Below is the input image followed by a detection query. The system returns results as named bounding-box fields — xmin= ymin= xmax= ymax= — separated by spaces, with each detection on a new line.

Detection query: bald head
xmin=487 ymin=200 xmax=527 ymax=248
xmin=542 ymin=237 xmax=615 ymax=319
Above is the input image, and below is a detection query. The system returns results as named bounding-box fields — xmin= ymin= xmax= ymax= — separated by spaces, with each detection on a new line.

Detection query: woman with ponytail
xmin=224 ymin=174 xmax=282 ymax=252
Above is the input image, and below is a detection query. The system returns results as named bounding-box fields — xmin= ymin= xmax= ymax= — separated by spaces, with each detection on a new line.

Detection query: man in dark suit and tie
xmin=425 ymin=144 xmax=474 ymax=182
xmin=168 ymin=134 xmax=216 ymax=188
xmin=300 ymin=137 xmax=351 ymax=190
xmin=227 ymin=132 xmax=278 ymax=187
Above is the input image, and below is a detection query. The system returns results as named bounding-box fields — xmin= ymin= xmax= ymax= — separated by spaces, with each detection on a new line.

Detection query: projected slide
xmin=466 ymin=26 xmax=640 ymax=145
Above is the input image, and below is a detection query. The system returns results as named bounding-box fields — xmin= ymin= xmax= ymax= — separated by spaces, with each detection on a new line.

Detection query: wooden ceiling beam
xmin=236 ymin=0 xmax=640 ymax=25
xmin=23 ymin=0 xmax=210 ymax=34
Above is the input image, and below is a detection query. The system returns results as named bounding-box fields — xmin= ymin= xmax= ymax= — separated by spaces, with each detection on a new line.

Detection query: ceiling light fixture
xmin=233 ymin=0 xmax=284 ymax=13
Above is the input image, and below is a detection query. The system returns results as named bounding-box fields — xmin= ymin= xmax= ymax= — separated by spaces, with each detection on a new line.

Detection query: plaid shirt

···

Rewrite everything from the first line down through the line containing "xmin=227 ymin=132 xmax=278 ymax=187", changing "input image" to "source image" and leaving all else as it is.

_Task solution_.
Below is the source image followed by a detection query. The system returns results as named bounding-box fields — xmin= ymin= xmax= ymax= — separated by spaces, with each detection on a new line.

Detection query: bald head
xmin=487 ymin=200 xmax=527 ymax=248
xmin=542 ymin=237 xmax=615 ymax=319
Above is the source image, and below is a detection query. The system returns results as named bounding-box fields — xmin= ymin= xmax= ymax= — separated by spaces, with each detection on a new line.

Detection query: woman with ponytail
xmin=224 ymin=174 xmax=282 ymax=252
Above is the source image, and below is a detection query. The system returns results as named bounding-box fields — xmin= ymin= xmax= ymax= — separated by spaces, with each detection on a new line.

Detection query: man in dark suit and tie
xmin=425 ymin=144 xmax=474 ymax=182
xmin=168 ymin=134 xmax=216 ymax=188
xmin=300 ymin=137 xmax=351 ymax=190
xmin=227 ymin=132 xmax=278 ymax=187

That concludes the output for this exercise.